Task details:
With every mark kept, transcribe all of the records.

[Collected data entries]
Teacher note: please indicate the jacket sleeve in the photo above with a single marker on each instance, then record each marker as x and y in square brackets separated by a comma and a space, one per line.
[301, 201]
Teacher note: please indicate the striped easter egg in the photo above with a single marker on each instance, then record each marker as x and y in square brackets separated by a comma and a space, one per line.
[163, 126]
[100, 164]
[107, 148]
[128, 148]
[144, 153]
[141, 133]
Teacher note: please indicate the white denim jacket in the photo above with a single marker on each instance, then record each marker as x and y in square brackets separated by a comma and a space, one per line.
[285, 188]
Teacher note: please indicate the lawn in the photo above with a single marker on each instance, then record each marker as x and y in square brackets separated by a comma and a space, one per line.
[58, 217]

Result of the exercise:
Teacher note: please indicate the jacket sleeve in the photo above with a single marker on each instance, then record each marker as x and y in square brackets separated by a comma and a space, one per line.
[301, 201]
Teacher note: please indicate the striped easter egg in the photo above with a single marker on each instance, then record each marker as x and y in square brackets separated by a comma and a space, one per line.
[163, 126]
[100, 164]
[107, 148]
[128, 148]
[144, 153]
[141, 133]
Teacher note: please indicate the white denim jacket in the photo above with a single marker on each instance, then record each marker as x and y in square brackets separated by a comma and a space, one per line.
[285, 188]
Teacher note: please indicate the lawn in the photo above with a single marker on each instance, then record each marker as x and y in square brackets separated by a comma and a space, one per line.
[58, 217]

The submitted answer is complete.